(RAW RECORDS):
============
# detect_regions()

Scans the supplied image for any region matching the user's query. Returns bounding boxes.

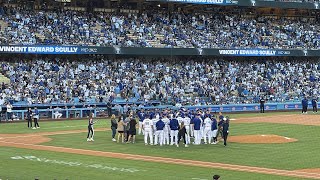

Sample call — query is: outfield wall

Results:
[1,102,320,120]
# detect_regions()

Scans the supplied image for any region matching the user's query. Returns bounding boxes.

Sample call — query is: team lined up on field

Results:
[111,109,229,147]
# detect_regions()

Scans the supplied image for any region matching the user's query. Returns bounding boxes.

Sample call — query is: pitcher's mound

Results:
[228,134,298,144]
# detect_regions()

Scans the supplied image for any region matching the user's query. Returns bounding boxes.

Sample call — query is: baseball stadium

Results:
[0,0,320,180]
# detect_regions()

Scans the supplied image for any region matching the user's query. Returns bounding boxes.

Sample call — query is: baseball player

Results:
[222,118,229,147]
[87,113,94,141]
[154,119,165,146]
[176,113,183,126]
[183,116,191,147]
[189,113,194,138]
[169,114,179,147]
[311,98,318,113]
[33,107,40,129]
[211,117,218,144]
[152,114,160,145]
[138,109,146,135]
[162,114,170,145]
[27,108,32,128]
[203,116,211,144]
[142,114,153,145]
[199,111,204,141]
[193,115,201,145]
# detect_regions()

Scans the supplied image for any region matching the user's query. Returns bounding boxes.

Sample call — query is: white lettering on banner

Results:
[10,156,145,173]
[0,46,27,52]
[55,47,78,53]
[28,46,54,53]
[219,49,277,56]
[219,49,239,55]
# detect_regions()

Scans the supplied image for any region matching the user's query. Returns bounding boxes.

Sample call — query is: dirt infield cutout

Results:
[228,134,298,144]
[231,114,320,126]
[0,115,320,179]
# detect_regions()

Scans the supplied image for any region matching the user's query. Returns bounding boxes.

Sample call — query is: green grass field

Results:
[0,112,320,180]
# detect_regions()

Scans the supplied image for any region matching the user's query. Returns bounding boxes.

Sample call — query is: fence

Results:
[1,103,319,120]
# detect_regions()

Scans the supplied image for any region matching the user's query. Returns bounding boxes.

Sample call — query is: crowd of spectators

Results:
[0,56,320,105]
[0,8,320,49]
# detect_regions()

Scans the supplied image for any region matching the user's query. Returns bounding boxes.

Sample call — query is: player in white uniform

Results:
[162,116,170,145]
[177,113,183,126]
[183,116,191,147]
[199,116,204,139]
[142,118,153,145]
[152,114,159,145]
[203,117,212,144]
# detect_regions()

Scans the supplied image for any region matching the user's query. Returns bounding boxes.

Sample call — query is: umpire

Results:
[27,108,32,128]
[222,118,229,147]
[311,98,318,113]
[301,97,308,114]
[260,96,266,113]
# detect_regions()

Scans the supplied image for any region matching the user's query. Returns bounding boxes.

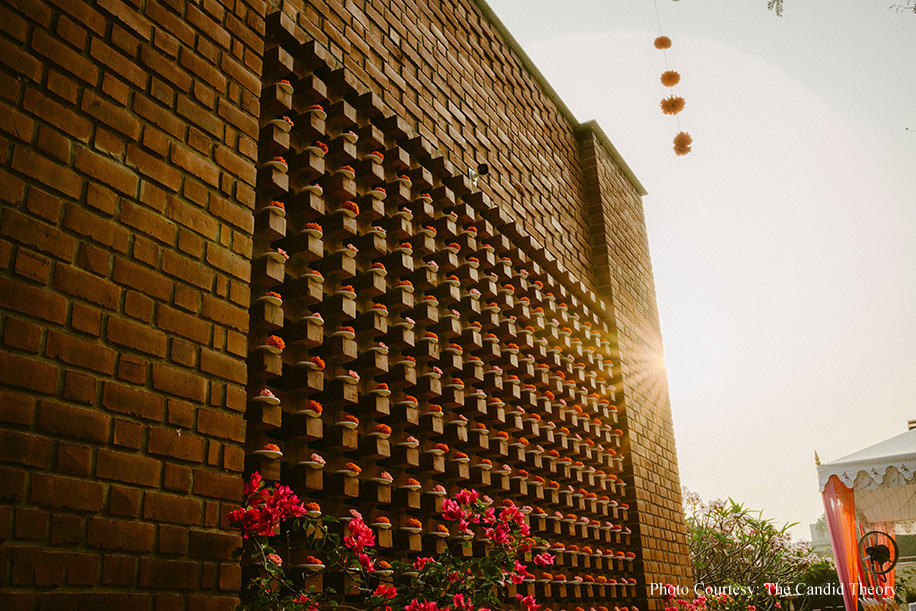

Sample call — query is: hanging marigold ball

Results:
[661,70,681,87]
[659,95,687,115]
[674,132,693,157]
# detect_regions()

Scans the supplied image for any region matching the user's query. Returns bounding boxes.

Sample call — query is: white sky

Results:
[488,0,916,538]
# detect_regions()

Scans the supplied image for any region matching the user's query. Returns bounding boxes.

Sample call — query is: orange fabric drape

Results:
[821,475,859,611]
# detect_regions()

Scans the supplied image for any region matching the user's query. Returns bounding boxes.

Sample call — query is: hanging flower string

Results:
[654,1,693,157]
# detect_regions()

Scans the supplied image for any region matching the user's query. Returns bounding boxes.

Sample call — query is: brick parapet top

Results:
[474,0,648,195]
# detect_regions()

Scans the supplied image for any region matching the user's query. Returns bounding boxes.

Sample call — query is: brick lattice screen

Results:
[0,0,689,611]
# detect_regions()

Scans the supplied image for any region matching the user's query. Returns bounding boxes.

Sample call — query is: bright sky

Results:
[488,0,916,538]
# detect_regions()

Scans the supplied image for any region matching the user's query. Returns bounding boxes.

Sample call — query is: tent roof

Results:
[817,429,916,534]
[822,428,916,467]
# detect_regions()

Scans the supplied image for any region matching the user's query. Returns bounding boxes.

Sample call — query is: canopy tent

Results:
[817,428,916,611]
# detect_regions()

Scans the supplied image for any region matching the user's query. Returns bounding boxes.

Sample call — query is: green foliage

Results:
[684,489,826,609]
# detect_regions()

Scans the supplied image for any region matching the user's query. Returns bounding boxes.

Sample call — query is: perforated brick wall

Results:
[0,0,686,609]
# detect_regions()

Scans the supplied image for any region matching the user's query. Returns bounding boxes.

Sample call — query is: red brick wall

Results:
[0,0,264,609]
[579,124,692,608]
[0,0,685,609]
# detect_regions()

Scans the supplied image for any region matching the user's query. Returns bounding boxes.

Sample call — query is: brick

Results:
[162,250,215,290]
[140,45,191,91]
[124,291,153,323]
[38,125,70,164]
[121,202,175,244]
[207,243,251,282]
[108,485,140,518]
[143,492,201,525]
[106,317,167,358]
[64,371,96,403]
[0,209,76,261]
[153,363,207,403]
[190,529,242,560]
[193,469,242,501]
[127,143,181,191]
[178,47,226,93]
[102,554,137,586]
[13,248,51,284]
[220,53,261,97]
[165,197,219,240]
[23,87,92,142]
[64,205,129,253]
[140,558,200,590]
[112,257,172,301]
[56,441,92,477]
[102,382,163,422]
[99,0,153,40]
[32,30,99,86]
[0,103,35,143]
[80,91,140,140]
[209,196,254,234]
[217,98,258,143]
[15,507,50,540]
[156,306,211,344]
[197,408,245,441]
[45,331,117,375]
[169,143,219,187]
[3,318,41,354]
[0,352,59,395]
[30,473,104,512]
[200,295,248,331]
[147,427,204,462]
[163,463,191,493]
[76,243,111,276]
[0,390,35,426]
[0,169,24,204]
[51,513,83,545]
[86,518,156,552]
[36,401,109,443]
[73,147,139,196]
[86,182,118,217]
[95,449,162,486]
[112,419,143,450]
[200,348,248,384]
[0,38,41,83]
[54,265,121,311]
[0,467,25,501]
[70,303,102,337]
[133,93,188,140]
[89,38,149,90]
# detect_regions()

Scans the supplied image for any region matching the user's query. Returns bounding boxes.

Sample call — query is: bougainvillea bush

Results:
[229,473,554,611]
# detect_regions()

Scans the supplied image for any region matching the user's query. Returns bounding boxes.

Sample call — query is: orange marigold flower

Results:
[661,70,681,87]
[659,95,687,115]
[672,132,693,157]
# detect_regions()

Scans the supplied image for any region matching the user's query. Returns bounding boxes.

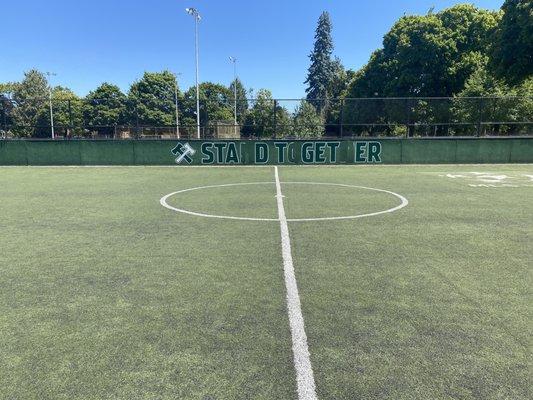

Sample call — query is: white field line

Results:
[274,167,317,400]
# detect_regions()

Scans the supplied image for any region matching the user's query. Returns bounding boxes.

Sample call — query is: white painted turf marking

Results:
[159,182,409,222]
[274,167,317,400]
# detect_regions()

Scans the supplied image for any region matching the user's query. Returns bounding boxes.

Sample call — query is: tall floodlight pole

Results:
[185,7,202,139]
[174,73,181,139]
[46,72,57,139]
[229,57,237,137]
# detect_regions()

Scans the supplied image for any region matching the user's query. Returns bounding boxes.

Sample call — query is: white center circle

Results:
[159,182,409,222]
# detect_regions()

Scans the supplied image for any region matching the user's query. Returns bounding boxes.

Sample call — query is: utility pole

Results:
[46,72,57,139]
[174,72,181,139]
[229,57,237,137]
[185,7,202,139]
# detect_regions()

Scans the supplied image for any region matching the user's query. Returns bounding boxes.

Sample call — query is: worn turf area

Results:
[0,165,533,400]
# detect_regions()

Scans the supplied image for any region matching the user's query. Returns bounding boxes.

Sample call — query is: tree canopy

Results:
[490,0,533,84]
[83,83,128,135]
[128,71,181,126]
[304,11,335,110]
============
(TO BE DONE): State how many lines in the items above contain the string "orange". Case counts, and the reply should be the number alone.

(OUTPUT BELOW): 2